**Tekstfragment**
------------------------------------------------

Spruitjes vies? Al lang niet meer volgens Rob van den Bos, accountmanager bij veredelingsbedrijf Bejo en groot specialist als het om de groene bolletjes gaat. De spruit is een groente die volgens hem onwaarschijnlijk veel variatie mogelijk maakt. En die in niets meer smaakt naar de snotjes die je oma maakte. In een veld vol koolplanten, zwanger van de spruitjes, vertelt hij waarom iedereen deze groente zou moeten omarmen.
De tijd van het zwartgeblakerde pannetje op de kachel, waarin je oma de spruitjes de hele middag liet garen tot ze zacht als pap en bruin waren en het hele huis naar zwavel rook, is voorgoed voorbij. Het groene bolletje waar kinderen van oudsher van gruwen, is aan een heuse comeback bezig. In landen waar de groente niet herinnert aan dampende borden snot, zoals de Verenigde Staten, geldt het zelfs als superfood, naast de klassiekers uit de health-hoek als quinoa en de açaibes. In ons land werken topkoks weer steeds meer met de spruit, vaak in een mix met andere groenten om een mooie balans in de elkaar aanvullende smaken te krijgen.
Medeverantwoordelijk voor die herwaardering zijn veredelingsbedrijven als Bejo. Dit soort bedrijven, die de beste eigenschappen van groenten en fruit bij elkaar boetseren tot een nieuwe, betere versie van het product, ontstond begin twintigste eeuw. Jacob Jong, een kruidenier uit Noord-Scharwoude, stapte in 1899 als allereerste de veredelingsbusiness in. Kooltuindersbedrijf Beemsterboer uit Warmenhuizen zette die stap rond 1913.

------------------------------------------------

**Voer uit**
**a.** In welk jaar begon Jacob Jong volgens het tekstfragment over spruitjes hierboven met veredelen?
**b.** Ga verder met het tekstfragment over spruitjes hierboven en begin na de laatste zin.

**Deel dataset**
------------------------------------------------

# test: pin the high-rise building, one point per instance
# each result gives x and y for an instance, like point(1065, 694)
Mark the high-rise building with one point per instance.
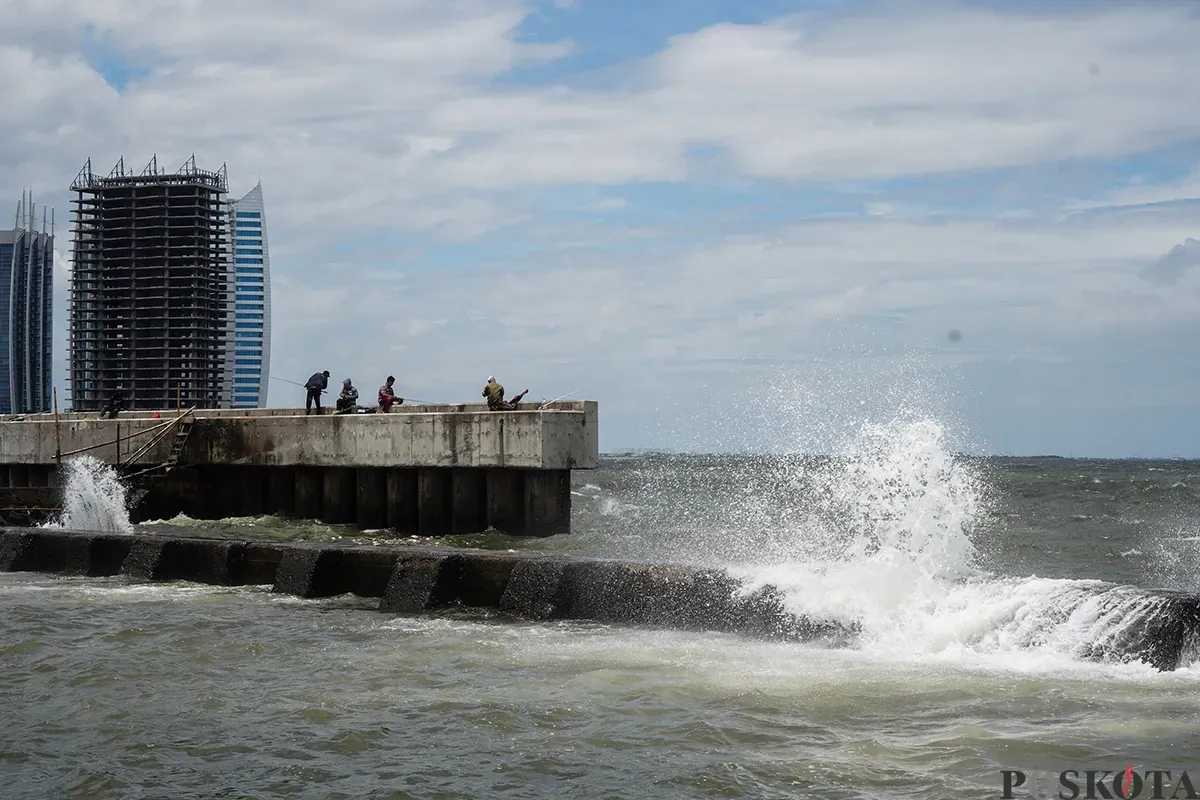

------------------------------------------------

**Antwoorden opdrachten**
**a.** In 1899.

**b.**
Zij fuseerden in 1978 tot Bejo en zijn uitgegroeid tot een van de grootste veredelingsbedrijven ter wereld in groentegewassen. En wat ze met de spruit uitgehaald hebben, is belangrijk in de huidige hype: zij haalden het scherpe bittertje uit het bolletje. De wrange smaak, waarmee kinderen en volwassenen, die in hun kinderenjaren voor het laatst spruitjes aten, de groente nog maar al te vaak associëren, is dus allang verleden tijd, bezweert Rob van den Bos.
MR. SPRUIT
Van den Bos heeft bij Bejo inmiddels de geuzennaam Mr. Spruit. In
33 jaar tijd werd hij de onbetwiste spruitjesspecialist van het bedrijf: “Knappe koppen hebben de eigenschappen van spruitjes veranderd, waardoor zij de bittere stofjes uit de groente gehaald hebben en de lekkere en gezonde stofjes overgebleven zijn. Daardoor is de smaak totaal anders dan twintig jaar geleden. De spruit van nu is nauwelijks nog vergelijkbaar met de oubollige bolletjes die je oma klaarmaakte.”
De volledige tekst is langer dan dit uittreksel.